Raw data section start

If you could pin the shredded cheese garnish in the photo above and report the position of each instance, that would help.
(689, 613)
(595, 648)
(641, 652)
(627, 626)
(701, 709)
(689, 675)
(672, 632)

Raw data section end

The whole listing above needs to be written out exactly.

If you could pin the shredded cheese garnish in the photo above and report the position of each instance, that would help.
(689, 613)
(595, 648)
(641, 652)
(627, 626)
(701, 709)
(689, 675)
(672, 632)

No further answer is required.